▶ [TASK TO COMPLETE]: Of all the lines below, return only those starting with the line holding "box: [304, 181, 464, 291]" and going on through the line holding "195L341 306L346 238L361", exactly as written.
START EXTRACTED DATA
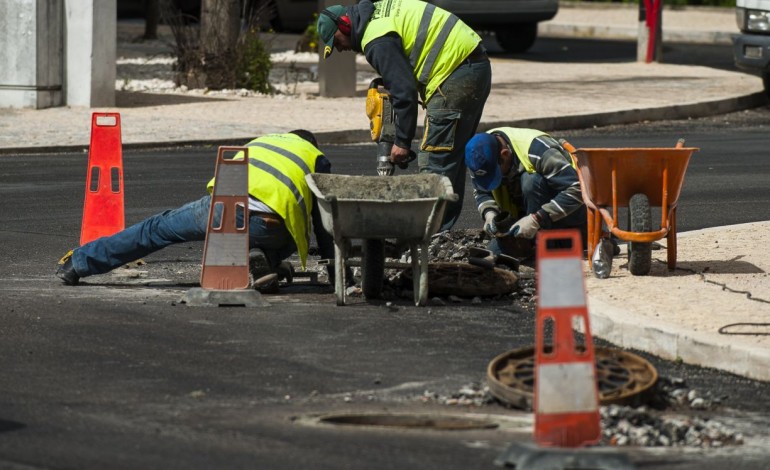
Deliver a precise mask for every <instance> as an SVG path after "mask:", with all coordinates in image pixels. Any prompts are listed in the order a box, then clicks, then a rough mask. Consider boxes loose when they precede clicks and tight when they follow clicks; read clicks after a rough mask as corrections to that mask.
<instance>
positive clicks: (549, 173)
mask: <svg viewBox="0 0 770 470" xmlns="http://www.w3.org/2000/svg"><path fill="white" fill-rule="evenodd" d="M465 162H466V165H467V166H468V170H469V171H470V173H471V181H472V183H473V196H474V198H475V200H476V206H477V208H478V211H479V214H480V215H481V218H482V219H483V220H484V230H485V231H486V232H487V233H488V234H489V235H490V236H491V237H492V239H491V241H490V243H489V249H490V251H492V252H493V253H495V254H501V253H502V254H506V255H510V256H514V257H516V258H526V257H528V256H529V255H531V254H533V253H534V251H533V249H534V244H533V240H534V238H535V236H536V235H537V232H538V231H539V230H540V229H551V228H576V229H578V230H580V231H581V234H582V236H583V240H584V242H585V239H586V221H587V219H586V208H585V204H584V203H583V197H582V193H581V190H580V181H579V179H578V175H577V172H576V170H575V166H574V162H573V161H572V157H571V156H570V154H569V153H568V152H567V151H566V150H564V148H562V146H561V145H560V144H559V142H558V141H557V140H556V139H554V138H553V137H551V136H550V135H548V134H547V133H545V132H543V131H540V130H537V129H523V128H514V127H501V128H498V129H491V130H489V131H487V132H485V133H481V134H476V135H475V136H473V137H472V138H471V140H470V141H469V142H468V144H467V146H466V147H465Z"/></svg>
END EXTRACTED DATA
START EXTRACTED DATA
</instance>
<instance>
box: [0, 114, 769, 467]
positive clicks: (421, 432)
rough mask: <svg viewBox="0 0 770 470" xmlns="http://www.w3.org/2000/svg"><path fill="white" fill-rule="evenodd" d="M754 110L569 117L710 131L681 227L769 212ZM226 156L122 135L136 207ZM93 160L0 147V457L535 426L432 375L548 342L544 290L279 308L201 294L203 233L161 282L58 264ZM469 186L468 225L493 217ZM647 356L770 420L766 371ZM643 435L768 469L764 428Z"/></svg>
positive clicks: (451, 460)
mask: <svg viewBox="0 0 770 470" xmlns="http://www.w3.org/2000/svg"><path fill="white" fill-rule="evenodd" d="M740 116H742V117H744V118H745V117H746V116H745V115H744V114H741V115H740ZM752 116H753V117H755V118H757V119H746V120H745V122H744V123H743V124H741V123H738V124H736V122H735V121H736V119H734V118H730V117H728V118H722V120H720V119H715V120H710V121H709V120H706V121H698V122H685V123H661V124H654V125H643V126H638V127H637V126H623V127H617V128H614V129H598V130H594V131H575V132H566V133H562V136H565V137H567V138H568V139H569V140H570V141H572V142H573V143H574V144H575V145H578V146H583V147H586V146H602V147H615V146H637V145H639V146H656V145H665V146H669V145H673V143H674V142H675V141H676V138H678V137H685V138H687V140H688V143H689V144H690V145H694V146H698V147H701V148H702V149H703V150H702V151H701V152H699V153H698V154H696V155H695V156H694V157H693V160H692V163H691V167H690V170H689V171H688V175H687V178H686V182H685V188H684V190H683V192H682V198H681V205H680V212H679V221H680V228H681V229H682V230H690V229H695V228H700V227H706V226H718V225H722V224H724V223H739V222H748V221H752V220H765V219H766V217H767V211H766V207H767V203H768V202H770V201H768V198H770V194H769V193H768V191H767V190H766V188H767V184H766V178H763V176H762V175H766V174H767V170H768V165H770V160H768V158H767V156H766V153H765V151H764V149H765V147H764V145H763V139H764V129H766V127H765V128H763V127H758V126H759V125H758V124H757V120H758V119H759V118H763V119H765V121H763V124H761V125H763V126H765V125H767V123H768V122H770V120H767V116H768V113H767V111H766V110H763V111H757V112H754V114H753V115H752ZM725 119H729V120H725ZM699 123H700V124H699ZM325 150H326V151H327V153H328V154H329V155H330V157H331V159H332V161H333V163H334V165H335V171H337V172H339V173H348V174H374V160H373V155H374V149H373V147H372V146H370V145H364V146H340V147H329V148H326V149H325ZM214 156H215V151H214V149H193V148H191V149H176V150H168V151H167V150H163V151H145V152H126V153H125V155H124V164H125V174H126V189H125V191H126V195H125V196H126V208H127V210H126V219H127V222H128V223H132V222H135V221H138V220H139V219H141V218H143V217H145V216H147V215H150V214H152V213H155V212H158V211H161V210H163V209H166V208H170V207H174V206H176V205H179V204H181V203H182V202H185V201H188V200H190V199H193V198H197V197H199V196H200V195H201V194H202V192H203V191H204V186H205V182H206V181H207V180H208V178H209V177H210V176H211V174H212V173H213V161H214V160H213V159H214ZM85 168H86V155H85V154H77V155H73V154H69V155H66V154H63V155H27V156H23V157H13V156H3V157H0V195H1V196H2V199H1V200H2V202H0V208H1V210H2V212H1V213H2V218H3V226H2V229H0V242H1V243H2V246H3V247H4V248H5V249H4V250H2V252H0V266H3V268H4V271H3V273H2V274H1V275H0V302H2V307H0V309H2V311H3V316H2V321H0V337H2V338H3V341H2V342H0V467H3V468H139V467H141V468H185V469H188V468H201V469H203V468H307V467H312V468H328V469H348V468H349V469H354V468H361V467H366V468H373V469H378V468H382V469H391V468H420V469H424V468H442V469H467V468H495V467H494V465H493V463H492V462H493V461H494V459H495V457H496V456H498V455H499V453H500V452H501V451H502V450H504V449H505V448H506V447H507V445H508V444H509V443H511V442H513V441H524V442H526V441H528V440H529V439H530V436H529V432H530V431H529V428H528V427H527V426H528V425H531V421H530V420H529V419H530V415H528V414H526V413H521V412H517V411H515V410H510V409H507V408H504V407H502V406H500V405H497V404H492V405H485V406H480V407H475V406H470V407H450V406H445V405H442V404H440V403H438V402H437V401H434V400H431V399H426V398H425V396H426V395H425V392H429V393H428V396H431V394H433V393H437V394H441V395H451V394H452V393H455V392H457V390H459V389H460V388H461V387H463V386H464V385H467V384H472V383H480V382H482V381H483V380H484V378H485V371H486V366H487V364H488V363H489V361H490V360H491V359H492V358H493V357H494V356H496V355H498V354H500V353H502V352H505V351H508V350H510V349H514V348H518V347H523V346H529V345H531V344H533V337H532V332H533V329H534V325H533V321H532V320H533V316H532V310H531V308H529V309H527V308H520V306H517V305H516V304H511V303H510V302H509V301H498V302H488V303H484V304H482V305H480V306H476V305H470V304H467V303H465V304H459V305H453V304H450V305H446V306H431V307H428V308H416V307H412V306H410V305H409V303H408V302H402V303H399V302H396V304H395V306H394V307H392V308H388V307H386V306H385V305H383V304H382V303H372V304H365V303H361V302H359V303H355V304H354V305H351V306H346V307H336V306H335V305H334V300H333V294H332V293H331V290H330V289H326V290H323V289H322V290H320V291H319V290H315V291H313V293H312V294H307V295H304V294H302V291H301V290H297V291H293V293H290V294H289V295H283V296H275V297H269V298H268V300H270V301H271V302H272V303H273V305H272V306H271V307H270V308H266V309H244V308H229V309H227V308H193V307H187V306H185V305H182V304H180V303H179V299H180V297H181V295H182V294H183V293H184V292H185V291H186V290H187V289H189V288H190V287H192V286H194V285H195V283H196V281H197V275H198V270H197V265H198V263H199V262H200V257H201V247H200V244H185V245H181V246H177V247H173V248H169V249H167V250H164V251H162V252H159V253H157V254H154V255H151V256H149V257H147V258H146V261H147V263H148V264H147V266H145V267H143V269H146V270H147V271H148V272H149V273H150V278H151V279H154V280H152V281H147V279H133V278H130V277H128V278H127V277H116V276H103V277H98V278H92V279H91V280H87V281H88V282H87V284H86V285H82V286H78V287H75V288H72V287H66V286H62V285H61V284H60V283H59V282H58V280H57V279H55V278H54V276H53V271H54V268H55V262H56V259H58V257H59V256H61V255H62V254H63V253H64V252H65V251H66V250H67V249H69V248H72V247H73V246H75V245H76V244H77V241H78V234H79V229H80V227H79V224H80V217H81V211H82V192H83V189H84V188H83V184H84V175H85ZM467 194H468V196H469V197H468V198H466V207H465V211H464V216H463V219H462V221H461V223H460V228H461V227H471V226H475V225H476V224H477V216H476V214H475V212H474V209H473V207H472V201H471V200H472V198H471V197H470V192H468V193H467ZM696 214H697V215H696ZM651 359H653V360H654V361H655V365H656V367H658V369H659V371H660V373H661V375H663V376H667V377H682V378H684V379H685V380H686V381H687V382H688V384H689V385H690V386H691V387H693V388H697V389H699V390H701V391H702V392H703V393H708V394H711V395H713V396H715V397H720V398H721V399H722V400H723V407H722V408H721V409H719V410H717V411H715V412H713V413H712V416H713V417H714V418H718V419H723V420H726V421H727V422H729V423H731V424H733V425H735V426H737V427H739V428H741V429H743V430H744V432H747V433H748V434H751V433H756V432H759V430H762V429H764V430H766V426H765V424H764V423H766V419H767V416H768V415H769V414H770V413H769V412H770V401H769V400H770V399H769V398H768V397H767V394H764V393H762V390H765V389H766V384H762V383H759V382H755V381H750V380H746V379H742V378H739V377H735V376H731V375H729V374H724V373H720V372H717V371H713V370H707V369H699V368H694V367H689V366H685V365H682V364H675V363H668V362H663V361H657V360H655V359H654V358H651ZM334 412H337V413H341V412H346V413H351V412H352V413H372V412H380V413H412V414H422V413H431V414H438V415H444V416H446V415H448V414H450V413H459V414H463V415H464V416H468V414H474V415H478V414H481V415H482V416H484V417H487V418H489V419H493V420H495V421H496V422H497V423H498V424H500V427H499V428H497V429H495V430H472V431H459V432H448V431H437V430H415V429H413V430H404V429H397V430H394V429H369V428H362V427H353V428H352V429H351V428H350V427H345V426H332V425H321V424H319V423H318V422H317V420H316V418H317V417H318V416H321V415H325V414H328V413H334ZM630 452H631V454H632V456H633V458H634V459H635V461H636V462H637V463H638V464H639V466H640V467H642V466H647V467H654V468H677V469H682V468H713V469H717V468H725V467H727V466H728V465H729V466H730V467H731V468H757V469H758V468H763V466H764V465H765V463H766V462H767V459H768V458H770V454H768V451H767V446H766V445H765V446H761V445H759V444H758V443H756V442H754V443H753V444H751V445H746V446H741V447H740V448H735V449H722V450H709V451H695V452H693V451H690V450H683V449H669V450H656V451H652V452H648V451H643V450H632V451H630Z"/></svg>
END EXTRACTED DATA
START EXTRACTED DATA
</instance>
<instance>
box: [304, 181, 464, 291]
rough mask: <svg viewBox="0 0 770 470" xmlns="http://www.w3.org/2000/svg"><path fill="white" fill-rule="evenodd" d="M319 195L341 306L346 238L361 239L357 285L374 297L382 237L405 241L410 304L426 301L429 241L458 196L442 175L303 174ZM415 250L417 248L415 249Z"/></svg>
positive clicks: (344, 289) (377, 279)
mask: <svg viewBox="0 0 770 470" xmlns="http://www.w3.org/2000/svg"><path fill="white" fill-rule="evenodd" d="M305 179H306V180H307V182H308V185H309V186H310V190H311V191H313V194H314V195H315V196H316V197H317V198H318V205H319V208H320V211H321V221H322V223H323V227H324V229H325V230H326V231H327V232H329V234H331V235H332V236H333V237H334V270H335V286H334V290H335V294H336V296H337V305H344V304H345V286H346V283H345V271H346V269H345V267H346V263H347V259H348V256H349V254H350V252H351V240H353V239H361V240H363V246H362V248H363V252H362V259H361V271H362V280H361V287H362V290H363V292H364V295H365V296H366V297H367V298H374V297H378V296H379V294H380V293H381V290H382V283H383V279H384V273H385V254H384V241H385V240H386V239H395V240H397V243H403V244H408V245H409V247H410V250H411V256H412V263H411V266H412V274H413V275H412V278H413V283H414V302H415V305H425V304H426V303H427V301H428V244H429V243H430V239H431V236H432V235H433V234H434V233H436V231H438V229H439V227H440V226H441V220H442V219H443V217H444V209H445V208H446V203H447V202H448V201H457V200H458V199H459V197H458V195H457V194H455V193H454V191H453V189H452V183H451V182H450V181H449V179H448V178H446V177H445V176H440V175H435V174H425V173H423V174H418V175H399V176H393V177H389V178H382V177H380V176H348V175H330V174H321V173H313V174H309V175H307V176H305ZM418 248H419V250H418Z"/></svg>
END EXTRACTED DATA
▶ [SOLUTION]:
box: [304, 181, 464, 291]
rough mask: <svg viewBox="0 0 770 470" xmlns="http://www.w3.org/2000/svg"><path fill="white" fill-rule="evenodd" d="M319 195L341 306L346 238L361 239L357 285L374 297L382 237L405 241L410 304L426 301L429 241L458 196L442 175L303 174ZM415 250L417 248L415 249Z"/></svg>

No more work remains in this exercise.